WORK REQUIRED:
In the forum post on the online Turing test, which version of socket.io replaced the old one?

DOCUMENT EXCERPT:
============================================================
Hi everybody,
it’s been a long time since there was a challenge to evaluate our chatbots, so I have decided to organize an online Turing test like it was suggested in this thread : https://www.chatbots.org/ai_zone/viewthread/3704/
I don’t want to replace the official Challenges and I wish the Loebner Prize to take place this year. I just want to organize a fun and unpretentious alternative.
I will organize this challenge more or less with the protocol I proposed (see message #2 of the above-mentioned thread) : Each user (botmasters or everybody that want) will chat with either another user or a chatbot. He will have to decide, as quickly as possible, if he chats with an human or with a chatbot.
Like it is an automatic process, this new challenge can be launch regularly. To begin, I propose the first sunday of months 3, 6, 9 and 12 (march, june, september and december). So the first challenge would be the 7 march 2021. It is a little short, but the first challenge will surely serve as test and debugging. And depending of participation, your wishes, this can change.
There will be a possible round every half an hour, during 25 minutes, and this on 24 hours from 00:00 to 24:00 GMT. Of course, if there is no human to talk with, some rounds will not occurs. So there will likely not have 48 rounds per bot. I would like 3 or 4 rounds per bot, to stay Loebner Prize compliant.
The communication protocol will be the same than the Loebner Prize 2017 and 2018 (https://github.com/jhudsy/LoebnerPrizeProtocol and discussions about it : https://www.chatbots.org/ai_zone/viewthread/2861/ ). The only thing I changed is the version of socket.io which was too old (1.4.5), so I updated it to the latest version (3.1.0). Unfortunately, they are not compatible, but there are really very few changes to adapt the programs to this version. I know that it is not the best protocol and some of you will disagree this choice, but it was the only way to communicate over internet without have to set a new protocol. All in all, in 2017 and 2018 everyone successfully implemented this protocol.
============================================================
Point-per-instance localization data

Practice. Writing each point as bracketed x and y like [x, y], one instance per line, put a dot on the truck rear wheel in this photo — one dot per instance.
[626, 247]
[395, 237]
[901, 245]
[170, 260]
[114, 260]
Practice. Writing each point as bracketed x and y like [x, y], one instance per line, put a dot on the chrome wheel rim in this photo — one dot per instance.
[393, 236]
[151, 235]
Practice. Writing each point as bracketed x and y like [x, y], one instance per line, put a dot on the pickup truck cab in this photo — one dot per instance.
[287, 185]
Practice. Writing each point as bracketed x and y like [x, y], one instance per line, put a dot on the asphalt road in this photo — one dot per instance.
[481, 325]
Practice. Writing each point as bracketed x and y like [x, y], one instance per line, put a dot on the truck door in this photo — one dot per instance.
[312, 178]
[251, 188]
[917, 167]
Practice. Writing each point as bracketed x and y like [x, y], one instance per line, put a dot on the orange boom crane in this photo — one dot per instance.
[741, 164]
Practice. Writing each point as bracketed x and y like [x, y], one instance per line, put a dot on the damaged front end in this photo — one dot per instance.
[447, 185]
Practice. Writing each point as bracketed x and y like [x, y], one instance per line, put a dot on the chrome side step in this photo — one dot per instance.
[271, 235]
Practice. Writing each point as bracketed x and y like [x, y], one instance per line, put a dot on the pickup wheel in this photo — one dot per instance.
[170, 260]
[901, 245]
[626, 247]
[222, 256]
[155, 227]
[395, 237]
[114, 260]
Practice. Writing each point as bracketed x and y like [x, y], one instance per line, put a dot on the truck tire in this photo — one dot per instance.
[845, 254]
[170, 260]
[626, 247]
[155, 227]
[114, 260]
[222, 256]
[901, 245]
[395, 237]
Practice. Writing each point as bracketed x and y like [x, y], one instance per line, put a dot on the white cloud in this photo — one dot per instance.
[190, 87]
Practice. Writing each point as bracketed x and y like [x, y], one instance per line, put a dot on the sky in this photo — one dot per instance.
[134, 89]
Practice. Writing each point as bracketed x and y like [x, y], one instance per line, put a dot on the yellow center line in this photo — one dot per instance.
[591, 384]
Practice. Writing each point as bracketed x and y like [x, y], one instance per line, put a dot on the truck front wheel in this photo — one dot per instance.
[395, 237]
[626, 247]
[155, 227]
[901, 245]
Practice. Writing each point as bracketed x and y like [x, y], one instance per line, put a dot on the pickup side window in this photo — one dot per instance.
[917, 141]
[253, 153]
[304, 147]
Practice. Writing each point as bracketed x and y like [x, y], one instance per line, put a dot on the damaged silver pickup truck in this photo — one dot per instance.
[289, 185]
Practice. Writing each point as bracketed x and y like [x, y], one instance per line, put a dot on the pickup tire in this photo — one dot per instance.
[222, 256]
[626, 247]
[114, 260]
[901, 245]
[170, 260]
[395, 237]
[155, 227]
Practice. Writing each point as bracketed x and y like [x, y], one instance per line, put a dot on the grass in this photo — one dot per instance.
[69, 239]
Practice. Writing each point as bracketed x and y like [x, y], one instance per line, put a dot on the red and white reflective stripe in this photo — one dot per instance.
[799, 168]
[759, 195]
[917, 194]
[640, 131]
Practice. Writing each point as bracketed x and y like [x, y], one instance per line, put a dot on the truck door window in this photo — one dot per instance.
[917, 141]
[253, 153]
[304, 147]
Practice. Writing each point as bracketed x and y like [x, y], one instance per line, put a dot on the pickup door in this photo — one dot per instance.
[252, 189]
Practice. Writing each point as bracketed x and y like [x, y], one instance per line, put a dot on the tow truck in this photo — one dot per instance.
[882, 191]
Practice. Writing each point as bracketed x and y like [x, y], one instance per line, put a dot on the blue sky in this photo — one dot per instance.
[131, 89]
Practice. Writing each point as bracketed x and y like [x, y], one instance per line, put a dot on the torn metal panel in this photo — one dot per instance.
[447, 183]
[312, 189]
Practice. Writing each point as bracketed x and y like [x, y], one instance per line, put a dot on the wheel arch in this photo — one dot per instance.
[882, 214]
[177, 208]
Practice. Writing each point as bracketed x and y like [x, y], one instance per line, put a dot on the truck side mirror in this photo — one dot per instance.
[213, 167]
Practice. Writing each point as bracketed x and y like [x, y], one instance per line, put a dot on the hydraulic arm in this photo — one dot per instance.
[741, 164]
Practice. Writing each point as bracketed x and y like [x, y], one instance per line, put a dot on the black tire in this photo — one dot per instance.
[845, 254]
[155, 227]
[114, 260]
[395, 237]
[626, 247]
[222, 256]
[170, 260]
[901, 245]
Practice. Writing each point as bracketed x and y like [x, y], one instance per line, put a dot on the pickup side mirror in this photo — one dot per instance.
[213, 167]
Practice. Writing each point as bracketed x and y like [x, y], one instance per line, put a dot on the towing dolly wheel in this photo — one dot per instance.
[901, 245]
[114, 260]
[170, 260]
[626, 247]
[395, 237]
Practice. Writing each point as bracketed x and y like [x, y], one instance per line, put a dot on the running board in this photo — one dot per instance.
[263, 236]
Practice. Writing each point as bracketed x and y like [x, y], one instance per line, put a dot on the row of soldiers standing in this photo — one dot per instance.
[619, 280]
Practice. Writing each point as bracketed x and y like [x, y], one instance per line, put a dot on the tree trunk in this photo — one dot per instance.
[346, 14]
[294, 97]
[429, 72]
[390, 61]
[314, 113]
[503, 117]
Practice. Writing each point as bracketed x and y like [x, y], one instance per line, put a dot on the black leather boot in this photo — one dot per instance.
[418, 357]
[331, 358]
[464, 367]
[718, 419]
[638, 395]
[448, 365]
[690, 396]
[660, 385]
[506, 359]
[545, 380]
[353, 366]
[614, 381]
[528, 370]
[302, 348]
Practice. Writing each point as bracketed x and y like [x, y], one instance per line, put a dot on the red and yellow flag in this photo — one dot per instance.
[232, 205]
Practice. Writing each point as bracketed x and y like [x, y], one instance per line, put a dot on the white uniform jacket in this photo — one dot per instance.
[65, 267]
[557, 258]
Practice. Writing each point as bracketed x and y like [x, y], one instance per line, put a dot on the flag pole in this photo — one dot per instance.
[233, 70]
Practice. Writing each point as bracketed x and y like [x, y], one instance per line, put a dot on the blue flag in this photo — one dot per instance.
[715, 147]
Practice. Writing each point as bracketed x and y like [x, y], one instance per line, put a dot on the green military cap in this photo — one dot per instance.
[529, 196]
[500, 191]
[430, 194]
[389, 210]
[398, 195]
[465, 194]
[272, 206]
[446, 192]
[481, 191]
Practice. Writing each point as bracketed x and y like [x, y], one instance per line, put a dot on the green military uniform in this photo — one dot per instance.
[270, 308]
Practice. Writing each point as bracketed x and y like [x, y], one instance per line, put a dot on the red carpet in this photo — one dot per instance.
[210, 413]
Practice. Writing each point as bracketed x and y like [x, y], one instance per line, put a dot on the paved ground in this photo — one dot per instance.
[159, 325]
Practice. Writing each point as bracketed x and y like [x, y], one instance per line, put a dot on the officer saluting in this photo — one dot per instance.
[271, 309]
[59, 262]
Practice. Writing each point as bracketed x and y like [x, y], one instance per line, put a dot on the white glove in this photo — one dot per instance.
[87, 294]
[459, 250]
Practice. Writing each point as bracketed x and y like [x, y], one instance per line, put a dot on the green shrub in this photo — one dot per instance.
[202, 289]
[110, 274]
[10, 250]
============================================================
EXPECTED ANSWER:
Version 3.1.0.